None of these factors skewed the results. However, there are several factors that might have contributed to the observed decrease in productivity:
- Overuse of AI – Some participants admitted they experimented more with tasks when using AI, even applying it where it wasn’t needed. This applied to nearly half of all tasks.
- Lack of experience with AI tools – Only 44% of participants had extensive experience with tools like Cursor.
- Trying unfamiliar tools – Some participants used new AI tools they hadn’t worked with before, which likely slowed them down.
It’s possible that developers using AI simply expanded the scope of their tasks — for example, writing code to handle additional edge cases, adding new features, or spending more time on testing or documenting their code. As potential evidence of this, the researchers point out that in tasks where AI was allowed, developers wrote 47% more lines of code (relative to the expected task size) compared to tasks without AI. However, the authors of the study believe that even if this difference in lines of code is real, it can be interpreted both positively (more detailed code, better validation) and negatively (excess code, duplication, unnecessary details, etc.).
Even though developers spent more time with AI, this doesn’t necessarily mean they exerted more effort. Reviewing or fixing code is often (though not always) easier than writing it from scratch, and the waiting time for code generation can be used for resting or multitasking.
In conclusion, the impact of AI tools might not be as bad as it seems: part of the observed productivity drop (-19%) could have been due to more thorough work or less mental effort. The drop may also have been influenced by participants who over-experimented with AI, taking the study too seriously. But the fact remains: AI tools didn’t significantly help, and may have even hurt productivity.
The Weak Spots of Today’s AI Tools
- Mature, large-scale codebases. These projects were over 10 years old and had millions of lines of code. AI struggles to operate effectively at this scale.
- Tacit knowledge. Developers rely on undocumented understanding of the codebase. One participant said AI “acts like a newcomer to the repo.” Another noted it “doesn’t know which data interacts where or why this line matters for backward compatibility.”
- Highly skilled developers. Participants weren’t average coders – they were seasoned experts. Competing with them is a tall order for AI.
- Strict coding standards. Most open-source projects studied had rigorous style guides. AI didn’t always follow them, leading to extra manual revisions.
Final Takeaways
The observed 19% productivity decline might seem discouraging – but it occurred in a tough environment: skilled developers, complex codebases, high quality demands. Some of the slowdown might reflect more thorough work or less mental strain. Some was due to overuse of AI during the study. And of course, results are likely to improve over time.
This study shouldn’t be seen as a refutation of the idea that AI could drive explosive growth in software development by 2027. Rather, it suggests that the strongest feedback loops in AI evolution may still be further off than we expected — especially when it comes to large, complex codebases, as opposed to smaller side projects where AI tends to perform better.
Developers were 19% slower with AI, but thought they were 20% faster. This study offers a rare dose of objective data in a space often dominated by hype and gut feeling.

**********

** WHAT IS NEEDED **
Render this sentence from the passage on AI coding tools and developer productivity in Spanish: "Developers were 19% slower with AI, but thought they were 20% faster."

(Referring expression pointing data)
**********

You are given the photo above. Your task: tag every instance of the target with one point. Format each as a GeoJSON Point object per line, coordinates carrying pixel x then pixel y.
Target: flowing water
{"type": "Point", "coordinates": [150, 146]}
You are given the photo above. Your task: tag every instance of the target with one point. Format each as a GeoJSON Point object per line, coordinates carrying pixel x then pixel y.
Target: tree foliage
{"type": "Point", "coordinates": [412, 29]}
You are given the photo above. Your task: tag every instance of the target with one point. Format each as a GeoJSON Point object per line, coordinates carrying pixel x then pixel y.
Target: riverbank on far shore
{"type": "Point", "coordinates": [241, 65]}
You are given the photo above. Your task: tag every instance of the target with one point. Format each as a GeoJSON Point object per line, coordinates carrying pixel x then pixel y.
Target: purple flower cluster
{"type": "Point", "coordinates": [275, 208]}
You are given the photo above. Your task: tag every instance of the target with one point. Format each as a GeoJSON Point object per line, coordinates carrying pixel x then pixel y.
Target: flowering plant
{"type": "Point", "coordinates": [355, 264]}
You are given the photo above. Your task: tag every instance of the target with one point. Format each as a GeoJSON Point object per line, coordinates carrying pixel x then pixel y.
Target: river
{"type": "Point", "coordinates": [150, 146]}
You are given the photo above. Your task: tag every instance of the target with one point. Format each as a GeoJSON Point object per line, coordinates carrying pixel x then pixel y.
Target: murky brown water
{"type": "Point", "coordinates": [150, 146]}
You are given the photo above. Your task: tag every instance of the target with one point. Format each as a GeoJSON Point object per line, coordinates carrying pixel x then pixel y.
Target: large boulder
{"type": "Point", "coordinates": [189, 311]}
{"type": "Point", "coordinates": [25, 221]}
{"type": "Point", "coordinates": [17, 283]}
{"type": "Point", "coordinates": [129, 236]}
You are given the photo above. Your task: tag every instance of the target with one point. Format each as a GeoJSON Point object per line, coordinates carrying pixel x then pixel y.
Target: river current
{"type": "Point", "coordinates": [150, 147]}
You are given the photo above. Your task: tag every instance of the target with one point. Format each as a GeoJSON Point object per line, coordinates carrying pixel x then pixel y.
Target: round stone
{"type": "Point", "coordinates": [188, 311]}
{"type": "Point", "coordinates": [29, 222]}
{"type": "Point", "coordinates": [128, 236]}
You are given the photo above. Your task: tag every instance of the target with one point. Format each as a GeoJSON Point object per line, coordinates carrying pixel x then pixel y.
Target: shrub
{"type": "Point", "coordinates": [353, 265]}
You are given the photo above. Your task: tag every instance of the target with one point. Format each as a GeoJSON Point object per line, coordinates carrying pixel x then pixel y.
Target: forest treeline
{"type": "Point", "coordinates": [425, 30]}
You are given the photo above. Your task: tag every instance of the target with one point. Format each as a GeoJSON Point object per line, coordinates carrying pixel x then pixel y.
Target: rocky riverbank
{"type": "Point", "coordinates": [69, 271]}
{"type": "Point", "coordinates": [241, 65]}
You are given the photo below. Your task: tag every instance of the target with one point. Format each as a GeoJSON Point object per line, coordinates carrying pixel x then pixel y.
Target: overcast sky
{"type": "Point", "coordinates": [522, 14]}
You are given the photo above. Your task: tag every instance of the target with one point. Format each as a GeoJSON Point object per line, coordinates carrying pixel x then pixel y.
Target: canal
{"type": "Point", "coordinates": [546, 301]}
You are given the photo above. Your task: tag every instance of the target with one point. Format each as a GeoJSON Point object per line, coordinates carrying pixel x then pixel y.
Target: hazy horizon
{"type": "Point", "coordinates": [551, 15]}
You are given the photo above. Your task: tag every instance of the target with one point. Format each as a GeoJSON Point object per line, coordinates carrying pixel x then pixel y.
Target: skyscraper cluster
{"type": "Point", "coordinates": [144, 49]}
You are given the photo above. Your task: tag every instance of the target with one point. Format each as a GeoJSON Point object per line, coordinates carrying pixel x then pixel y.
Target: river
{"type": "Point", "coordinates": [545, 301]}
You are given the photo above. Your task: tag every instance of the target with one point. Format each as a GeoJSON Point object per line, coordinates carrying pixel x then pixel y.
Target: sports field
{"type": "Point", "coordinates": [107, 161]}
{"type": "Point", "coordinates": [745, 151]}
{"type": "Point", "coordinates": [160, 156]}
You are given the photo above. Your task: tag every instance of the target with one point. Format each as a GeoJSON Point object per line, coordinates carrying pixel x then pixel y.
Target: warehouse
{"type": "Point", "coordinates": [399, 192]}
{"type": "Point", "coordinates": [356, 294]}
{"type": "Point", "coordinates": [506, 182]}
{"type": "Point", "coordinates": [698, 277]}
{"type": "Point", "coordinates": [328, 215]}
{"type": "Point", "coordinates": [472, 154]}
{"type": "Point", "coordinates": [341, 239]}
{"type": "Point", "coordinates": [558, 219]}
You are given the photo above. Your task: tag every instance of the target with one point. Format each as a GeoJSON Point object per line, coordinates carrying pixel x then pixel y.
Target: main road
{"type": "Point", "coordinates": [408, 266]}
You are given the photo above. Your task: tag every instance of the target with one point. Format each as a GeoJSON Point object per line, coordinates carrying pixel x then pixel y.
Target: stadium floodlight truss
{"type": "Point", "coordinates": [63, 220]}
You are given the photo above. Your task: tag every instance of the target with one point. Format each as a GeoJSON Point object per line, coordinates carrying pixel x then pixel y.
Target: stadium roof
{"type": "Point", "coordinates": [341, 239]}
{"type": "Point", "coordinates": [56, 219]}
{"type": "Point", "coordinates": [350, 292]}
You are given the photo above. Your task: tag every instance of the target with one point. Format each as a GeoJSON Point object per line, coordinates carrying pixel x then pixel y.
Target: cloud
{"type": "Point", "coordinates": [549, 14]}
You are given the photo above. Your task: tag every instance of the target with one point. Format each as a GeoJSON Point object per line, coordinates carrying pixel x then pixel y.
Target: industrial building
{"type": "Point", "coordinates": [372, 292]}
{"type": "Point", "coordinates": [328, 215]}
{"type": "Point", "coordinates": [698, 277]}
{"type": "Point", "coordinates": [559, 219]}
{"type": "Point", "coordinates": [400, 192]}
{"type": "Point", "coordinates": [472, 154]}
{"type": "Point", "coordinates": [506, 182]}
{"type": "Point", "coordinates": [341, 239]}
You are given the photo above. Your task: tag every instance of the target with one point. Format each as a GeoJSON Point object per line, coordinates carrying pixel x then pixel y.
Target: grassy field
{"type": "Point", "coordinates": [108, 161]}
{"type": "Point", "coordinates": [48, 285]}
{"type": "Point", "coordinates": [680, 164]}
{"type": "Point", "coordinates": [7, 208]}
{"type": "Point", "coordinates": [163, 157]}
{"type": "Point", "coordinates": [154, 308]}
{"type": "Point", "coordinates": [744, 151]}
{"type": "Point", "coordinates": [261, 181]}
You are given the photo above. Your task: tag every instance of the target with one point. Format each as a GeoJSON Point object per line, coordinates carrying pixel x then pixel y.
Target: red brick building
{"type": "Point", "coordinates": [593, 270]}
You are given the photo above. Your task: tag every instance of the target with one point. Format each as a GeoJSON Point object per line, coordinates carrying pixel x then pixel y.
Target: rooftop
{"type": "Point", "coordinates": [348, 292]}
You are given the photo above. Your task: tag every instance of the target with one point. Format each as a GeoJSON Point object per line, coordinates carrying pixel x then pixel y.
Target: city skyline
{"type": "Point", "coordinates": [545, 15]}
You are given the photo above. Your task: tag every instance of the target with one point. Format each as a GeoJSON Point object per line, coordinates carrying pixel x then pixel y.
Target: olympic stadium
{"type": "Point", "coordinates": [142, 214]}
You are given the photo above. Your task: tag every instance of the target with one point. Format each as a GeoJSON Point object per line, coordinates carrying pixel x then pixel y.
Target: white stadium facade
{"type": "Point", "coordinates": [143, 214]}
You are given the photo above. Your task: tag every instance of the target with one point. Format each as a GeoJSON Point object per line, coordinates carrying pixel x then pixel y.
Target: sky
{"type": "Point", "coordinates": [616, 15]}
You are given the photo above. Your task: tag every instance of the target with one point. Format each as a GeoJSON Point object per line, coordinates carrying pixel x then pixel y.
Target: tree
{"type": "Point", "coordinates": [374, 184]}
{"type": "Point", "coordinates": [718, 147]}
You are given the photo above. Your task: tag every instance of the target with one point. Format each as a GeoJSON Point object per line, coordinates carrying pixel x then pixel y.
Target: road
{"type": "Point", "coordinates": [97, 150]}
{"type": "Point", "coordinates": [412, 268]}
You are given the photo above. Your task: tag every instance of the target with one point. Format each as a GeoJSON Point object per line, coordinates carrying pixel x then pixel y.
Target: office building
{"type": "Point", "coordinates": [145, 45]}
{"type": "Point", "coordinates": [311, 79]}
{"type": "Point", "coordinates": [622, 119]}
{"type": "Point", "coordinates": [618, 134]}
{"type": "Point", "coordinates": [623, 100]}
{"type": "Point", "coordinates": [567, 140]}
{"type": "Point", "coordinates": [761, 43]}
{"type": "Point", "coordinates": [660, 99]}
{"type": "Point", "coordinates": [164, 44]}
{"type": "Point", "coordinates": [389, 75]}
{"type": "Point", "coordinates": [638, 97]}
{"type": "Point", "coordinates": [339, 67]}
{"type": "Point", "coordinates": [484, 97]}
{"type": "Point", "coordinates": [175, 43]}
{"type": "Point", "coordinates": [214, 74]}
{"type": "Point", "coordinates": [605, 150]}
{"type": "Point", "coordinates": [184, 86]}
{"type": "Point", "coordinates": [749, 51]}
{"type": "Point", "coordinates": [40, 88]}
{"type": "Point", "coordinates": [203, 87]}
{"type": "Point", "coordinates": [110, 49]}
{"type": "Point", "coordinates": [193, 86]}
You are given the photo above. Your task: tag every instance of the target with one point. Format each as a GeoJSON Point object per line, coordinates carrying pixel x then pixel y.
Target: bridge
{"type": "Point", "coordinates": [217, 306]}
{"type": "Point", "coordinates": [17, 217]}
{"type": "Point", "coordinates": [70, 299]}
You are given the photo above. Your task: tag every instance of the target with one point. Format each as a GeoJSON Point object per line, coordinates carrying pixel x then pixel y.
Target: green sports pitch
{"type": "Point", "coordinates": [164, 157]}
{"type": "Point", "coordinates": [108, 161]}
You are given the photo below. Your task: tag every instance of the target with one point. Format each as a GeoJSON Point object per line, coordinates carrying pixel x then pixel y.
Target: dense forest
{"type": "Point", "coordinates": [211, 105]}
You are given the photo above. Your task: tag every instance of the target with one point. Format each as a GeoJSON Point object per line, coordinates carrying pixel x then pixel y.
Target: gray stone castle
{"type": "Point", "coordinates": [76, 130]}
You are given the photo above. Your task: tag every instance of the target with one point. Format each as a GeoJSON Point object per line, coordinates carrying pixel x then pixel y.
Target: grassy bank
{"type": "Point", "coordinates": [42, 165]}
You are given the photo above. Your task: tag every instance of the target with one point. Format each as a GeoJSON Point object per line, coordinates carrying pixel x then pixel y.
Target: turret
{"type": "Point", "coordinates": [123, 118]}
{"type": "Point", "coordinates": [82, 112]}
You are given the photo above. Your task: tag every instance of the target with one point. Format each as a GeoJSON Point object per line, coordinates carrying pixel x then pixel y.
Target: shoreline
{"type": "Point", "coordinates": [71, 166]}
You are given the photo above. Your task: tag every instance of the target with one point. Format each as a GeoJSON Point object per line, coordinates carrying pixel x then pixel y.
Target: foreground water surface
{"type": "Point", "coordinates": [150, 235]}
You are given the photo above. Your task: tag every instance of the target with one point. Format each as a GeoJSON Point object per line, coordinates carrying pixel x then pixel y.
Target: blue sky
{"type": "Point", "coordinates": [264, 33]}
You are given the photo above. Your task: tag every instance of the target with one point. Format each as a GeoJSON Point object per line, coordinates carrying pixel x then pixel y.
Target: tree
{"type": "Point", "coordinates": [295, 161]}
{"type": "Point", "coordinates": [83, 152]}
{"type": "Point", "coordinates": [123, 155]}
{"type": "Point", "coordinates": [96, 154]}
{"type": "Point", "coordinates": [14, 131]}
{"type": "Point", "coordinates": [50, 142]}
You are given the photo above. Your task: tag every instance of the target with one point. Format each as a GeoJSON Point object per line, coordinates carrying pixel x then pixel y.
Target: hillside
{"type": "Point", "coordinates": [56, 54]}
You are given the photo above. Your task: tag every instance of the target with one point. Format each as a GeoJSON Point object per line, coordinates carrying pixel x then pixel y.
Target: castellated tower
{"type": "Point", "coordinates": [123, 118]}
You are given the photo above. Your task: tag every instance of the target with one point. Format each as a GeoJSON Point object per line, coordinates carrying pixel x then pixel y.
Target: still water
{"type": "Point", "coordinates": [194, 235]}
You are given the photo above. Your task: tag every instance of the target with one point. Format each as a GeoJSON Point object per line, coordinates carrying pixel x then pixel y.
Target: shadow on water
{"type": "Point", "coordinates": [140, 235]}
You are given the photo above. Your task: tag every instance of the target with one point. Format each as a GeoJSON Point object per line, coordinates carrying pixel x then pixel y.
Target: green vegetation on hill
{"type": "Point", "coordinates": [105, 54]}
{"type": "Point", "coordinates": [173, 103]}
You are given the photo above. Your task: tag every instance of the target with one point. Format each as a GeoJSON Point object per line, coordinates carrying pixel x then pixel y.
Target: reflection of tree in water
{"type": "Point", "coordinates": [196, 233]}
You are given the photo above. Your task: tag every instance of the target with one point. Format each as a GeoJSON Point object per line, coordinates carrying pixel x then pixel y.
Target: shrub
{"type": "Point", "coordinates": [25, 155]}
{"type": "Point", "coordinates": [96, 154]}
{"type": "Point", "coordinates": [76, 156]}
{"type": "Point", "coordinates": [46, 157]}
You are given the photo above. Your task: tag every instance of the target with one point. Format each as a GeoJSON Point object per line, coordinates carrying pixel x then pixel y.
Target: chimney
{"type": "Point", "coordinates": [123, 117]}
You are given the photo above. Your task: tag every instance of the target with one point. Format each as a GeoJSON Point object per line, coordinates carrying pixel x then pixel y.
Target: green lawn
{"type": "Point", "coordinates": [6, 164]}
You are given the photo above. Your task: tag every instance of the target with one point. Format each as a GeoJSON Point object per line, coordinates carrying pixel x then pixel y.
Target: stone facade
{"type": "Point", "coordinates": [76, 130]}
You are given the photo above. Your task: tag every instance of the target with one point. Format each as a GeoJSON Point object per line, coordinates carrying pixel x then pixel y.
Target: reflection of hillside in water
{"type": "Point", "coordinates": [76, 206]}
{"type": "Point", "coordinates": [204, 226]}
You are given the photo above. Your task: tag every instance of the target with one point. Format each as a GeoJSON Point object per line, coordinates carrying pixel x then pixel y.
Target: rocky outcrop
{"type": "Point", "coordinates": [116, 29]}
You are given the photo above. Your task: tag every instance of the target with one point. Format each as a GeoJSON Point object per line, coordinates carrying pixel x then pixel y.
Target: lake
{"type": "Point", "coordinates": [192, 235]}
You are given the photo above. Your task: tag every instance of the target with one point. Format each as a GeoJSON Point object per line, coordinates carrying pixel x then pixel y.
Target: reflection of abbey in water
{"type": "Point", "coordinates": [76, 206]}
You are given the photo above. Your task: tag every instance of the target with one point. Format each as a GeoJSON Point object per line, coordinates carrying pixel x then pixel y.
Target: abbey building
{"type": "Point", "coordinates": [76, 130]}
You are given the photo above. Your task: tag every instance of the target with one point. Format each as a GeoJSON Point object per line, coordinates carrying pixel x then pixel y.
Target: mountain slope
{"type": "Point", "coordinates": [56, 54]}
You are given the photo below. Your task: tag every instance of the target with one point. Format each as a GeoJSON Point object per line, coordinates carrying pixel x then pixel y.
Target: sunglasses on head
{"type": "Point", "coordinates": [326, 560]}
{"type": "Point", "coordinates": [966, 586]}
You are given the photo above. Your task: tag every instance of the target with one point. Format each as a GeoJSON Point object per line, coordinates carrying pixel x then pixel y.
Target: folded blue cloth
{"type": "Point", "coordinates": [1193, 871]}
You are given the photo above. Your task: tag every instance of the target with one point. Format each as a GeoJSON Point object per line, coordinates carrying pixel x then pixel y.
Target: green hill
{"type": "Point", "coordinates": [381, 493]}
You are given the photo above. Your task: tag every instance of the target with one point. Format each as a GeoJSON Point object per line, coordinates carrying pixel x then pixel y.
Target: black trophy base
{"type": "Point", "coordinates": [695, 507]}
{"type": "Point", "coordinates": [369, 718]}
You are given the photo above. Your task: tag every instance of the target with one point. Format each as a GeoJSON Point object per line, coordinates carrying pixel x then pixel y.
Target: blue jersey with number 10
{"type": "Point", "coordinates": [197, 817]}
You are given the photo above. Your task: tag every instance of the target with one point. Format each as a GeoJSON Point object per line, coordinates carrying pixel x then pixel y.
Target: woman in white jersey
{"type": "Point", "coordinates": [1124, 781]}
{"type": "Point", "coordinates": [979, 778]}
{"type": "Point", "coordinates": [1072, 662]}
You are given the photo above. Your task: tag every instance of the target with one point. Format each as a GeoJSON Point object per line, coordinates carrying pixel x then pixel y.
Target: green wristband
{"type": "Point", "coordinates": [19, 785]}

**********

** EXERCISE RESULT **
Los desarrolladores fueron un 19 % más lentos con la IA, pero creían que eran un 20 % más rápidos.